Start of Supplied text

This tension in algorithm development between short-term shareholder value and long-term public interest is hardly limited to social media platforms. Mathematician Cathy O’Neil, who was tasked with developing algorithms for financial sector companies, described how she became aware of the impact of her work: “The figures in my models at the hedge fund stood for something. They were people’s retirement funds and mortgages. In retrospect, this seems blindingly obvious. And of course I knew it all along but I hadn’t truly appreciated the nature of the nickels, dimes and quarters that we pried loose with our mathematical tools.”²⁰
Platform leaders are in denial about the extent of the problem. When they come under criticism, they tend to highlight social media’s positive contributions. As late as November 2016, Mark Zuckerberg denounced the suggestion that fake news on Facebook had an impact on the U.S. presidential election as a “crazy idea,” although he later said he regretted the statement.²¹
The algorithms at the heart of social media’s pathologies have received alarmingly little media attention. That needs to change. We need to fundamentally rethink our views on social media platforms.
Transparency: A Strategic Framework for Countering Mobocracy
“Sunlight is said to be the best of disinfectants; electric light the most efficient policeman.” ~ Former U.S. Supreme Court Justice Louis D. Brandeis²²
Platforms should no longer use engagement-driven algorithms to maximize revenues at the expense of social well-being. To get accountability, we need far more transparency of the outputs produced by these algorithms. Because algorithms seek to give each user a hyper-personalized experience, presenting individuals with whatever content they are most likely to engage with, we have little idea what other users are consuming. Because we don’t know users’ collective experience and the information that sites are circulating, we can’t hold accountable those who spread fake news and misinformation until it’s too late. The extent to which platforms reward polarization and sensationalism also is invisible to users.

End of Supplied text
Start of Given entries

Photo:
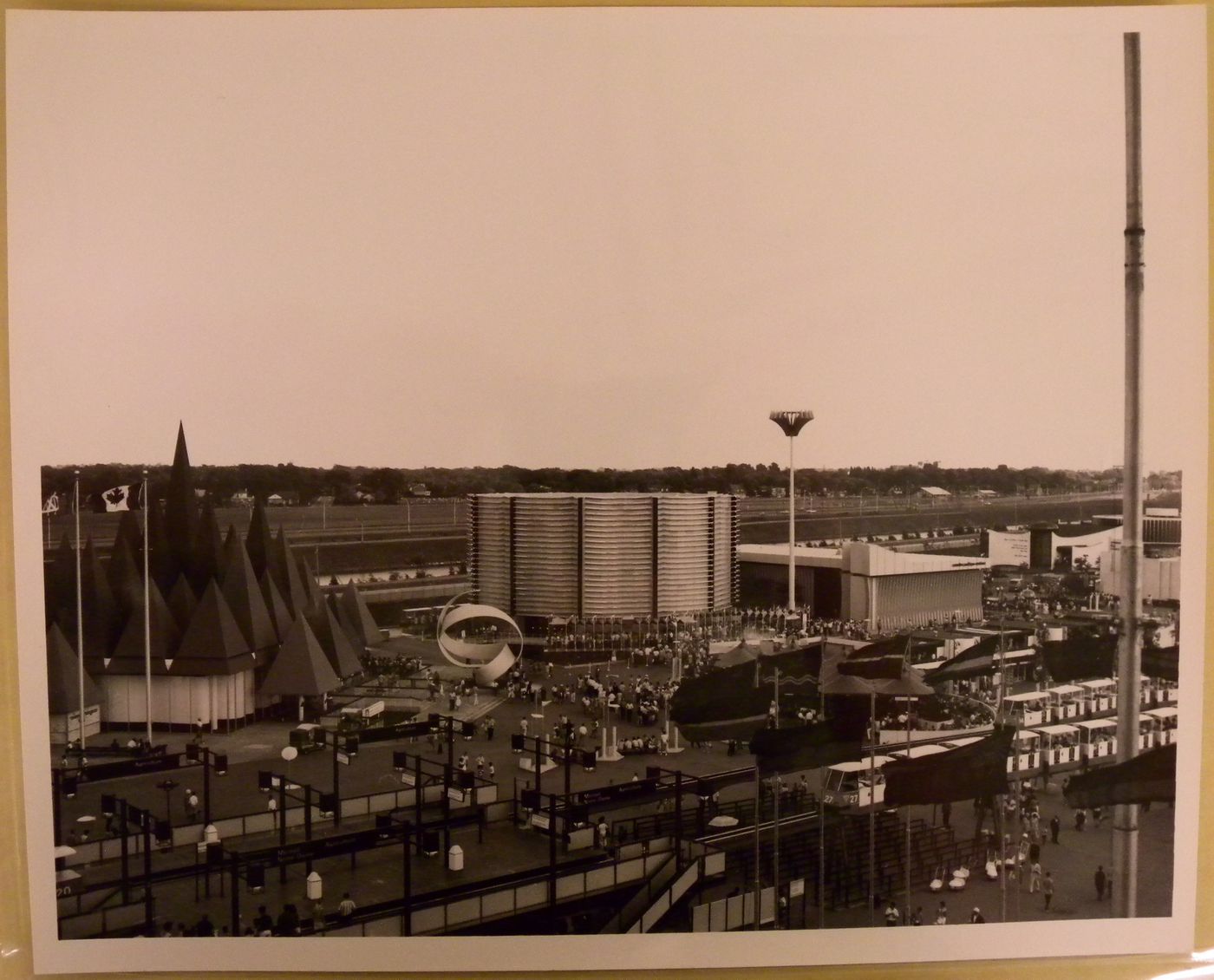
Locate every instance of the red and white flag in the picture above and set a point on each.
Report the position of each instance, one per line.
(127, 497)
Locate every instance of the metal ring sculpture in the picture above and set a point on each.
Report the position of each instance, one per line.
(488, 661)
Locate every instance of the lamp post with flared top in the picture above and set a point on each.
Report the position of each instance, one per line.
(792, 422)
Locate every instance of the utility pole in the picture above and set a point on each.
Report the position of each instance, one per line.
(1129, 655)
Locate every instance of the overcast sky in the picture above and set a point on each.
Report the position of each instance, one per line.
(597, 237)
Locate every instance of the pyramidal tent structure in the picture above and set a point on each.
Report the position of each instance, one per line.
(356, 618)
(301, 668)
(233, 622)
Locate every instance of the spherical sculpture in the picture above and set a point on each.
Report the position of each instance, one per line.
(488, 657)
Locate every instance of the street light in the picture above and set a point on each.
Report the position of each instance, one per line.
(792, 422)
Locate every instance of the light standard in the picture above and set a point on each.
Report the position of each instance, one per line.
(792, 422)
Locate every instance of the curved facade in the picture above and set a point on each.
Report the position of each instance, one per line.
(604, 554)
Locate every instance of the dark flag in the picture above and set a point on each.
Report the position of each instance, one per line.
(1150, 777)
(976, 770)
(804, 747)
(1162, 662)
(1080, 657)
(878, 661)
(981, 658)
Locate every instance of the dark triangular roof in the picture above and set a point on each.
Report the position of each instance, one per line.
(163, 564)
(334, 642)
(212, 643)
(181, 506)
(260, 545)
(60, 579)
(301, 667)
(289, 581)
(315, 597)
(164, 636)
(245, 598)
(182, 601)
(356, 618)
(208, 552)
(279, 615)
(63, 676)
(125, 581)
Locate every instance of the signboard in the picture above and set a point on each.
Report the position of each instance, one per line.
(131, 767)
(624, 791)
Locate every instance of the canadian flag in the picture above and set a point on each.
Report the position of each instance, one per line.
(127, 497)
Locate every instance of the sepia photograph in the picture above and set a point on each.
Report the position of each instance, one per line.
(628, 479)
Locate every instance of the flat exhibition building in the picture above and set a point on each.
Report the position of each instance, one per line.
(886, 589)
(604, 554)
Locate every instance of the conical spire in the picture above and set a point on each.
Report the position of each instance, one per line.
(356, 618)
(260, 545)
(164, 634)
(245, 598)
(125, 581)
(277, 609)
(208, 552)
(63, 676)
(181, 506)
(212, 643)
(334, 642)
(301, 667)
(290, 583)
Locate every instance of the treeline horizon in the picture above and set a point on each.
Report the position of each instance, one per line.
(382, 485)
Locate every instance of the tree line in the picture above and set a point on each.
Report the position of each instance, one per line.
(352, 485)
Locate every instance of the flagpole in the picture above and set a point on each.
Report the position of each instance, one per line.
(147, 607)
(871, 803)
(1128, 662)
(79, 610)
(774, 826)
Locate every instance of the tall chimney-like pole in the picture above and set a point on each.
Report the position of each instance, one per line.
(791, 424)
(1129, 656)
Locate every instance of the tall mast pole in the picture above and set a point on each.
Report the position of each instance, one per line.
(79, 606)
(1128, 660)
(147, 606)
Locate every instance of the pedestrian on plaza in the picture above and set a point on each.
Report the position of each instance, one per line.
(288, 922)
(264, 923)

End of Given entries

_Written exercise 1:_
In the passage on social media algorithms, what did Mark Zuckerberg call the suggestion that fake news on Facebook affected the U.S. presidential election?
_Written exercise 2:_
Decide whether each statement agrees with the passage on social media algorithms. Answer yes or no, and quote the words from the passage that settle it.
(a) Cathy O'Neil developed algorithms for companies in the financial sector.
(b) Mark Zuckerberg never expressed regret about his November 2016 statement.
(c) The algorithms behind social media's pathologies have drawn a great deal of media attention.
_Written exercise 3:_
Write the next part of the passage on social media algorithms, picking up after the sentence "The extent to which platforms reward polarization and sensationalism also is invisible to users."
The records aren't needed for any of this work.

_Output 1:_
He called it a "crazy idea."

_Output 2:_
(a) Yes: "who was tasked with developing algorithms for financial sector companies"
(b) No: "although he later said he regretted the statement"
(c) No: "have received alarmingly little media attention"

_Output 3:_
Transparency can deter bad actors from manipulating the system. Moreover, if scholars, journalists, and other interested parties have access to output data, they can help understand the scope and nature of the problem. The data would be a means of holding social media platforms accountable for their impact on society.
The data that social media companies currently share with researchers and other interested parties is insufficient for two reasons. First, platforms have complete discretion about the data they share. Platforms are under no obligation to share data and are not generally interested in collaborations that would result in criticism. During the 2016 U.S. presidential election, Facebook initially refused to release political campaign data citing trade secrets. It was only after mounting public and media pressure that they announced plans to release the data.²³
Second, the data that platforms do share with researchers is inadequate. Consider, for example, content that is reported by users for breaching a platform’s terms of service and is subsequently removed by the platform. Platforms currently do not disclose information connected to deleted content. It’s impossible to know which information has been deleted, why it was deleted, who posted it, and the time and reach it had before being deleted. Platforms don’t like to share this information because of the potential public embarrassment it could cause.
Towards A Solution: Public Interest APIs
Recent steps by Twitter²⁴ and Facebook²⁵ to improve transparency is a move in the right direction, but do not go far enough.
We believe that all platforms using algorithms to distribute content should develop a standardized public interest API (a standard interface for sharing and accessing data) that provides a detailed overview of the information distributed on their networks, while respecting concerns for user privacy, trade secrets, and intellectual property. Social media companies already use aggregate data as a means to alter their own algorithms, introduce new product features, and define the company’s strategy.
There are three categories of data that need to be shared:
Public Posts. Malignant actors spread misinformation and manipulate users on the assumption that they can engage large audiences without being held accountable. To counter this, platforms should make data available for all public posts, whether created by an individual user, group, or page. This data need to include reach and engagement figures and provide a demographic breakdown of the audience.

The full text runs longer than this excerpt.